* _Request_:
Pick out every line in the records below that contains the word "person", and copy each one.

* _Rows of box annotation data_:
------

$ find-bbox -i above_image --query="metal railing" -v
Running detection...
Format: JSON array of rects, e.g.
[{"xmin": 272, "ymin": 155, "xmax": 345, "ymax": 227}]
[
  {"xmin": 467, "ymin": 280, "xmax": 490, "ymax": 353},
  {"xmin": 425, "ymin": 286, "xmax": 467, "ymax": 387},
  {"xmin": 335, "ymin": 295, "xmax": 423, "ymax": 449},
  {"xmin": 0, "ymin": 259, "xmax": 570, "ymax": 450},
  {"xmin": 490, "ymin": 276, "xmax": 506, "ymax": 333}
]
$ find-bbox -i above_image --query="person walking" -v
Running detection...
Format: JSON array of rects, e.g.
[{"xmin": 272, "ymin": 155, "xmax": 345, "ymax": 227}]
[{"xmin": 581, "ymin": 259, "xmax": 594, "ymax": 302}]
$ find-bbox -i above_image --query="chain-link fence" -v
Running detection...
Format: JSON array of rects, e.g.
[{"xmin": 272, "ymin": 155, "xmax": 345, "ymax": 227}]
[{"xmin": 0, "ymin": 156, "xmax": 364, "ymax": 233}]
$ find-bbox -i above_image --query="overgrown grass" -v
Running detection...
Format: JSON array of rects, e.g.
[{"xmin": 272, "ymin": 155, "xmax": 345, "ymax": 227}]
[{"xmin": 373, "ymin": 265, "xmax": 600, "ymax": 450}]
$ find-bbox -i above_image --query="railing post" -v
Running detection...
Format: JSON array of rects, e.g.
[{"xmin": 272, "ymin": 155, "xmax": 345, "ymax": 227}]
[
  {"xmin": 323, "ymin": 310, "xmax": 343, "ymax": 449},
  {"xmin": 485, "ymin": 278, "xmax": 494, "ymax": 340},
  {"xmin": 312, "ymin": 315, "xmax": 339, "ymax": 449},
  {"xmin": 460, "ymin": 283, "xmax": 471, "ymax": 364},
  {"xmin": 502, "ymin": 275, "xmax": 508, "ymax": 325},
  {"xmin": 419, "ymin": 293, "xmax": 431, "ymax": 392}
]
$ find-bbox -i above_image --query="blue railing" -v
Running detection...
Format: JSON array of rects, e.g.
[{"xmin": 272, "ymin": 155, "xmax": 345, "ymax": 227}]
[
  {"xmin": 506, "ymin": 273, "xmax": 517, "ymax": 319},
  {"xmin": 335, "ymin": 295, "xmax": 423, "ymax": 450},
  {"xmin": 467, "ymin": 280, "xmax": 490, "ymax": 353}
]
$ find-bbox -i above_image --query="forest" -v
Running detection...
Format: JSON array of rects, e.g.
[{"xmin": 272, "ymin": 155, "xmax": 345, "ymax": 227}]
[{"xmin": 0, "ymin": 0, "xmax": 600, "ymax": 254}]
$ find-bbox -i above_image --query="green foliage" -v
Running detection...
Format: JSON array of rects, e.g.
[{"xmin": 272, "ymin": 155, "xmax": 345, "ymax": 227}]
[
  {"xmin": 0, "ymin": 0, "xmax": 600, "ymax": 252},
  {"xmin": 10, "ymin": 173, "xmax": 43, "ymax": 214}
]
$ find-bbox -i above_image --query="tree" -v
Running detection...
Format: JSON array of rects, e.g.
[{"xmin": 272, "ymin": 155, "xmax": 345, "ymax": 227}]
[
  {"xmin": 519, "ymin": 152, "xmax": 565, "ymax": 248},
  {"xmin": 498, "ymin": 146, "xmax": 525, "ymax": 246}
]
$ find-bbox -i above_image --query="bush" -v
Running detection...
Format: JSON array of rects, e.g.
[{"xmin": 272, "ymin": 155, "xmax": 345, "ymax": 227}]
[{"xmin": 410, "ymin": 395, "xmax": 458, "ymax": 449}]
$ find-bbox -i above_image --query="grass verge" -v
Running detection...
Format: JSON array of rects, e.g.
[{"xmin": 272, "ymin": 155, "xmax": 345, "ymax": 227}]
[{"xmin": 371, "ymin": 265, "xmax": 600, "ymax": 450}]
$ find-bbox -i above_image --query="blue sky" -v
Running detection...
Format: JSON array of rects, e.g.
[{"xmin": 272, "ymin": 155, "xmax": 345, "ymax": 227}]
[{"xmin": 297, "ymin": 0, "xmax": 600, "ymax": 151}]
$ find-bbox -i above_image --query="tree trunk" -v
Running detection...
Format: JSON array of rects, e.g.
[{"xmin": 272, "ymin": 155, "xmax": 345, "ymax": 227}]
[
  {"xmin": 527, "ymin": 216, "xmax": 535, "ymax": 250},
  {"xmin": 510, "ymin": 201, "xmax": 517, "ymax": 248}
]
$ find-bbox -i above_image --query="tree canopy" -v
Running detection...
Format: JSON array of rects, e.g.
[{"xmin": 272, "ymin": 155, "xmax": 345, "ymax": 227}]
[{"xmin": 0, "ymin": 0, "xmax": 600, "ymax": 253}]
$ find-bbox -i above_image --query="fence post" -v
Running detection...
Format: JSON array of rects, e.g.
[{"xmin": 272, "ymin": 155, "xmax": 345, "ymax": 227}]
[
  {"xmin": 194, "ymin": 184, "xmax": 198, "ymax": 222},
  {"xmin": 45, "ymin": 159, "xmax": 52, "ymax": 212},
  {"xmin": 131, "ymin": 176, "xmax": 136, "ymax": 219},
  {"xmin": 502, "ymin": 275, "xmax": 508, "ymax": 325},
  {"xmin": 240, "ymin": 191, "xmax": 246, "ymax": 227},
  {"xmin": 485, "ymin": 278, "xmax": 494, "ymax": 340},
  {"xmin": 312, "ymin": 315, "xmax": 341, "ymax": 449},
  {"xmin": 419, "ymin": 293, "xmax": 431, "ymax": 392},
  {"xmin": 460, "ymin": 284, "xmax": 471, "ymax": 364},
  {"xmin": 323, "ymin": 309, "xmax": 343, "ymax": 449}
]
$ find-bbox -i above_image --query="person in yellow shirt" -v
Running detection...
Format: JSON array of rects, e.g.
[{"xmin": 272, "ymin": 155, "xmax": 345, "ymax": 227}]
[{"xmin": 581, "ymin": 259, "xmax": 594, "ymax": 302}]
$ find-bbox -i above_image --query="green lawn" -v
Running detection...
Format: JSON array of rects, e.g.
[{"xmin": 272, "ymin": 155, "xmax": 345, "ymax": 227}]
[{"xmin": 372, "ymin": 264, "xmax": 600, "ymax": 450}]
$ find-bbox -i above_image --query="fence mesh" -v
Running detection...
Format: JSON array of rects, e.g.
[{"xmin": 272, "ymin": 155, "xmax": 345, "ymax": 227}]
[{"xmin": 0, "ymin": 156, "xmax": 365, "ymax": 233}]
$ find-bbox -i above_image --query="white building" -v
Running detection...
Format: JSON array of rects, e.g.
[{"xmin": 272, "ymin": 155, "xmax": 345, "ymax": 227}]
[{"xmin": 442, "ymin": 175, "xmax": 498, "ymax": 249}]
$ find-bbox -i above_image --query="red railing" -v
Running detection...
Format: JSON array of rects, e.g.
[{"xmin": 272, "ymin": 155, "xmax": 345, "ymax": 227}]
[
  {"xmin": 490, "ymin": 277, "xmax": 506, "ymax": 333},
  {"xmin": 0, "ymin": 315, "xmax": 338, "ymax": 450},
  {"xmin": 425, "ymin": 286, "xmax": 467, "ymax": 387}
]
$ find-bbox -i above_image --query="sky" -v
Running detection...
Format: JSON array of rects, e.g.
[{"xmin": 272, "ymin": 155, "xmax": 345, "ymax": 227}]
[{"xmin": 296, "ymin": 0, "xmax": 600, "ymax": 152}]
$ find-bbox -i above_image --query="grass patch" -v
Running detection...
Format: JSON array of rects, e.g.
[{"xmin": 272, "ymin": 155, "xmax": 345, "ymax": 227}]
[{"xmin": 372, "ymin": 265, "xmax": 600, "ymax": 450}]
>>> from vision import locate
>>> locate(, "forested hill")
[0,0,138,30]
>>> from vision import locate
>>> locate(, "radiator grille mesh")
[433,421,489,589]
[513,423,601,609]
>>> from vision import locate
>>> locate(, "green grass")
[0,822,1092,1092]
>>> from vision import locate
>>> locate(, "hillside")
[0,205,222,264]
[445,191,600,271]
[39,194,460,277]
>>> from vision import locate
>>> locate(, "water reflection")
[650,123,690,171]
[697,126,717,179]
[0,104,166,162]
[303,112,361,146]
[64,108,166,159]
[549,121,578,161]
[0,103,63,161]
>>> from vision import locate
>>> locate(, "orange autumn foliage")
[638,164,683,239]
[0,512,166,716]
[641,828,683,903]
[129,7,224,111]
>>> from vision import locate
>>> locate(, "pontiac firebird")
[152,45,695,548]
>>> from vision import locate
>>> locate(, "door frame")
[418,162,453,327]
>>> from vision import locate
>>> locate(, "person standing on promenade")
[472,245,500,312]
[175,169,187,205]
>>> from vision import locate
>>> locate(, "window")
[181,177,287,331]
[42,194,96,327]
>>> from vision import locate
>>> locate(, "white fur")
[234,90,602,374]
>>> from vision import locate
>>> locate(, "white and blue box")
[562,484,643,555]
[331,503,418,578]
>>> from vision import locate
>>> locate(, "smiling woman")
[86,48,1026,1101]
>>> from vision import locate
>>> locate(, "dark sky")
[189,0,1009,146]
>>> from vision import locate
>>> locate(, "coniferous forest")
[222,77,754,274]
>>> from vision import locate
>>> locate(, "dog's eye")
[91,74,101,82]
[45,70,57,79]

------

* _Exercise output_:
$ find-bbox -i above_image --query="person walking" -v
$ find-bbox -i above_image --query="person in yellow shirt" -v
>>> locate(, "person standing on promenade")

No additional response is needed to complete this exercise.